**RAW RECORDS**
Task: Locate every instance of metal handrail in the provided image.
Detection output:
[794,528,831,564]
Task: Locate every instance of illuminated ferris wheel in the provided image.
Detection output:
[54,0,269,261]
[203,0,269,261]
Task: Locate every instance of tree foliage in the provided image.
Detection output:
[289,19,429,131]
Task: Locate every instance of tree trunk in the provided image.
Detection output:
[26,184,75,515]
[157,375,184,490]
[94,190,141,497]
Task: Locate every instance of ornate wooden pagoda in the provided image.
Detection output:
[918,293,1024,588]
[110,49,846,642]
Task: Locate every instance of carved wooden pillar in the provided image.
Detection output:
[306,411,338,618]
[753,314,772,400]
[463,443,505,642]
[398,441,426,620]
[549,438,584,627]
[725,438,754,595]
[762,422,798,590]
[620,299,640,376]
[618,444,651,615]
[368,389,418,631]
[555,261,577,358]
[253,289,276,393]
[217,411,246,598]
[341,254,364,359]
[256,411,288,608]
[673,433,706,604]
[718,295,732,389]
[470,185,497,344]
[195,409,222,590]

**EXERCISE**
Return each line in the rows above that contains the string "wooden", matching case exactly.

**ANSWER FOR THE TASK**
Task: Locate every instance of ornate wooden pagoda in the provided image.
Task: Locate every instance of carved wooden pillar in the provided image.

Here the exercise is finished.